PASSAGE
— BEGIN —
The finishing touch for Phase 1 of the Data Analytics lifecycle is the creation of an Analytic Plan. In the same way that requirements drive all phases of a software project, the analytic plan lays the foundation for all of the work in an analytics project.
I’ve mentioned in previous posts that this part is not easy. Analytic Plans are new to me. Before starting I need to give credit where credit is due. David Deitrich has been a driving force behind our Data Science and Big Data Analytics curriculum, and a regular contributor to this series of articles.
There are four initial components of an Analytic Plan:
1. Framing of the Business Problem
In my case I am trying to accelerate innovation within my corporation (EMC). Three problems faced by the corporation are (a) the tracking of knowledge growth throughout our global employee base, (b) ensuring that this knowledge is effectively transferred within the corporation, and (c) that this knowledge is most effectively converted into corporate assets. Executing on these three elements more effectively should accelerate innovation, which is the lifeblood of our company.
2. Initial Hypothesis
In my last post I described eight different initial hypotheses theorizing how analytics can assist in solving the business problem. These eight hypotheses were boiled down to one high-level hypothesis statement:
An increase in geographic knowledge transfer improves the speed of idea delivery.
This hypothesis paves the way for what data we will need and what type of analytic methods we will likely use.
The data that the project will rely on fall into two categories.
- The first category represents five years’ worth of idea submissions into EMC’s Innovation Showcase process. The Showcase process is a formal, organic innovation process whereby employee ideas from around the globe are submitted, vetted, judged, and incubated. The data is a mix of structured (idea counts, submission dates, inventor names) and unstructured (the ideas themselves) content.
- The second category encompasses minutes and notes representing innovation and research activity from around the world. This data is also a mix of structured and unstructured. The structured data, once again, includes items such as dates, names, and geographic location. The unstructured documents contain the “who, what, when, and where” information that represents rich data about knowledge growth and transfer within the company. This type of information, however, is often stored in business silos that have little to no visibility across disparate research teams.
The first repository (the idea submissions) is centralized. The second data set (centralized research and innovation minutes/notes) will be gathered from throughout the corporation and contain 6 months worth of global data.
4. Model Planning – Analytic Technique
Model Planning represents the conversion of the business problem into a data definition and a potential analytic approach. In other words the rubber is beginning to hit the road in terms of creating algorithms. A model contains the initial ideas on how to frame the business problem as an analytic challenge that can be solved quantitatively. There is a strong link between the hypotheses and the analytic techniques that will eventually be chosen. Described below are a few algorithms and approaches that make sense given the hypotheses. They do not represent a complete list but give the reader a sense for this activity within the analytic plan.
Keep in mind that model selection is an “art form”. Some people are better at it than others. It requires iteration and overlap with phase 2 (Data Prep). Multiple types of models are applicable to the same business problem. Selection of methods can vary depending on the experience of the Data Scientist’s comfort zone. In other cases model selection is more strongly dictated by the problem set.
— END —
DATA
— BEGIN —
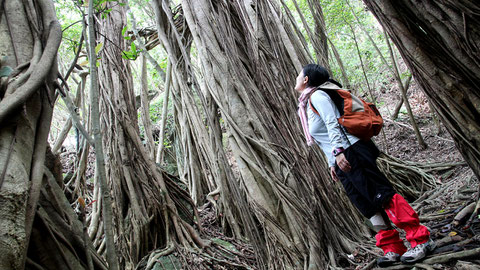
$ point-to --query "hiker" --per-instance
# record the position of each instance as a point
(353, 161)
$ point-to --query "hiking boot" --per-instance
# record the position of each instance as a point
(388, 259)
(418, 252)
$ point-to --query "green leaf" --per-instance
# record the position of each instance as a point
(5, 71)
(124, 31)
(133, 48)
(98, 47)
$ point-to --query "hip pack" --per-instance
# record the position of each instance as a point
(360, 118)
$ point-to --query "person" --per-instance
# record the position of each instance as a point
(353, 162)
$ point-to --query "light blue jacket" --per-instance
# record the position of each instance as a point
(325, 128)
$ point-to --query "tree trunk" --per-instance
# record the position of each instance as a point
(440, 41)
(35, 213)
(286, 185)
(145, 199)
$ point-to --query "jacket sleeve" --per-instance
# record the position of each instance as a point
(328, 112)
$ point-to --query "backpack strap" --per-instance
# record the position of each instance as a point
(311, 105)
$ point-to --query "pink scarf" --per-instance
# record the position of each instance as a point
— END —
REQUESTS
**1.** Summarize the analytic plan post in two sentences.
**2.** Write out the stretch of the analytic plan post from "2. Initial Hypothesis" through "into two categories.".

SOLUTION LIST
**1.** An Analytic Plan completes Phase 1 of the Data Analytics lifecycle and lays the foundation for all the work in an analytics project, and the post illustrates one with an effort to accelerate innovation at EMC by tracking, transferring, and converting employee knowledge. Its hypothesis is that more geographic knowledge transfer improves the speed of idea delivery, its data comes from Innovation Showcase idea submissions and global research and innovation minutes and notes, and model planning converts the business problem into a data definition and a potential analytic approach.

**2.**
2. Initial Hypothesis
In my last post I described eight different initial hypotheses theorizing how analytics can assist in solving the business problem. These eight hypotheses were boiled down to one high-level hypothesis statement:
An increase in geographic knowledge transfer improves the speed of idea delivery.
This hypothesis paves the way for what data we will need and what type of analytic methods we will likely use.
The data that the project will rely on fall into two categories.